▸ Written problem 1: Pick out each line of the records that contains the word "black".

Main reason for 2a is for better dependency management.

For example, App reading from S3 would add dependency on S3 related mvn
sub-project dependency in its pom.xml. That dependency can pull in other
transitive dependencies.

I am not an expert in mvn. But, I think above should be possible if we have
separate pom sub-projects.

I believe this was the idea behind 'break up contrib' activity which Thomas
mentioned in his reply on this thread.

~ Yogi

On 5 March 2016 at 04:10, Pramod Immaneni <[email protected]> wrote:

> 1a and 2b as module is also implemented in a class. Do you have other
> artifacts today along with your module?
>
> On Thu, Mar 3, 2016 at 5:11 AM, Priyanka Gugale <[email protected]>
> wrote:
>
> > Hi,
> >
> > Recently we added Modules feature in Apex platform.  Using this feature
> we
> > are planning to write few modules (module is set of operators connected
> > together to achieve unit of work). We would like to submit them to
> Malhar.

▸ The input:
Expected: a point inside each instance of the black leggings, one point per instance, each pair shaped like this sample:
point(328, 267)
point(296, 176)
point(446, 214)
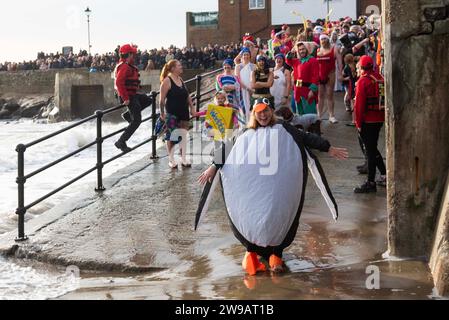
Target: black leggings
point(370, 136)
point(137, 103)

▸ Written problem 2: Set down the email word for word, everything from "Main reason for" down to "separate pom sub-projects.".

▸ Response 1:
Expected: a point inside each instance of the black leggings, one point per instance, each pair shaped like this sample:
Target: black leggings

▸ Response 2:
Main reason for 2a is for better dependency management.

For example, App reading from S3 would add dependency on S3 related mvn
sub-project dependency in its pom.xml. That dependency can pull in other
transitive dependencies.

I am not an expert in mvn. But, I think above should be possible if we have
separate pom sub-projects.